##### RECORDS SUPPLIED

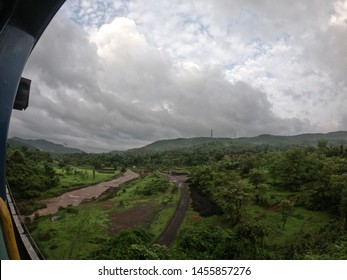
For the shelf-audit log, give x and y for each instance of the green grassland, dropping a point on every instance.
(78, 178)
(79, 231)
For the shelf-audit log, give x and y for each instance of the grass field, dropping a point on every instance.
(79, 231)
(75, 234)
(78, 178)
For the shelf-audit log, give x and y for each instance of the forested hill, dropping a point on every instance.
(44, 146)
(333, 138)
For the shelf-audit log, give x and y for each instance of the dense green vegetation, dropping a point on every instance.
(249, 201)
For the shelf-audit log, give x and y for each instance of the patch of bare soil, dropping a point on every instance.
(202, 204)
(139, 215)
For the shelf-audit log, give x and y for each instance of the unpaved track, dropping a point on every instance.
(76, 197)
(170, 232)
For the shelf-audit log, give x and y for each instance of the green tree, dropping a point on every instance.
(287, 209)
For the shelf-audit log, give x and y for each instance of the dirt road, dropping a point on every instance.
(76, 197)
(170, 232)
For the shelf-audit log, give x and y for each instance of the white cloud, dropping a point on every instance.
(120, 74)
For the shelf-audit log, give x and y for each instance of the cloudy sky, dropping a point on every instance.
(120, 74)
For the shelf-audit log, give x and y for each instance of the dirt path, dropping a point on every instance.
(170, 232)
(76, 197)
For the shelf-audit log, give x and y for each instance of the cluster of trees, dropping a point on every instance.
(29, 173)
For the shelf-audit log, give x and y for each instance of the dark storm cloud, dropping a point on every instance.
(122, 74)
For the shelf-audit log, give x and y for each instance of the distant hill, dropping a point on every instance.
(276, 141)
(44, 145)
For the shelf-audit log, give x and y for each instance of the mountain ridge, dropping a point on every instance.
(44, 145)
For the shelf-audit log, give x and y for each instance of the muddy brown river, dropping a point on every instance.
(77, 196)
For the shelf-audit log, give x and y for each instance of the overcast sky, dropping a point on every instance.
(112, 75)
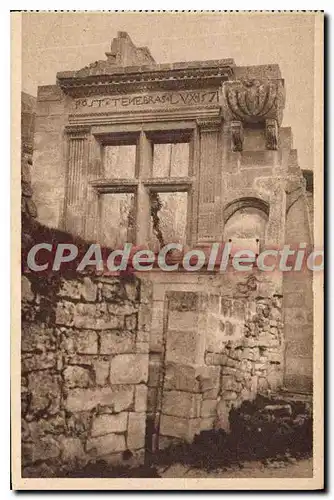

##########

• GOAL: Swap "dropping a point" for "placing a marker" throughout the records and write them out again with nothing else changed. Omit the pictures.

• TASK RESULT:
For the shelf-audit log, give x and y for each instance of the green grassland, placing a marker on every instance.
(78, 178)
(79, 231)
For the shelf-audit log, give x and y for each instance of the grass field, placing a marker on every instance.
(79, 231)
(75, 234)
(78, 178)
For the shelf-audit log, give x and y for each instance of the forested hill, placing a marker on every instance.
(44, 146)
(333, 138)
For the shelf-audit log, give x and y for each instance of the dense green vegetation, placing a marker on every instance.
(249, 201)
For the shelf-audit log, give x and y for each instance of the patch of bare soil, placing a marker on every instance.
(202, 204)
(139, 215)
For the shelf-audit log, give x and y for each instance of the unpaved track, placing a marker on every instance.
(76, 197)
(170, 232)
For the shelf-audit log, give x and y for each instance of the green tree, placing a marker on every instance.
(287, 209)
For the shelf-audit log, give x and y for each instance of the dirt road, placing a marker on every instance.
(76, 197)
(170, 232)
For the shelf-audit log, give x and y for each instance of the white cloud, placing a marker on every instance.
(120, 74)
For the shelf-audit log, give x and y for each instance of the cloudy sky, placing a marker on every instance.
(120, 74)
For the shelf-audit log, give x and y for each instance of the dirt path, placing a marker on every instance.
(170, 232)
(76, 197)
For the shelf-audit log, give x and y for each instance of the cluster of trees, placing a marker on every instance.
(29, 173)
For the shelf-audit log, give x and y for each instance of the dark storm cloud, placing a marker on every instance.
(122, 74)
For the shelf-audit log, give x and y for each instance of the distant hill, placing a marker on every instance.
(276, 141)
(44, 145)
For the shelf-audit log, give x and y for each instance of the mountain ridge, placing a marker on every instance.
(44, 145)
For the shelf-audit log, give x and y for each instance of the muddy brown river, placing a marker on every instance.
(77, 196)
For the shelf-audit log, give x and y for each instance of the overcast sky, placing a marker on every instance.
(112, 75)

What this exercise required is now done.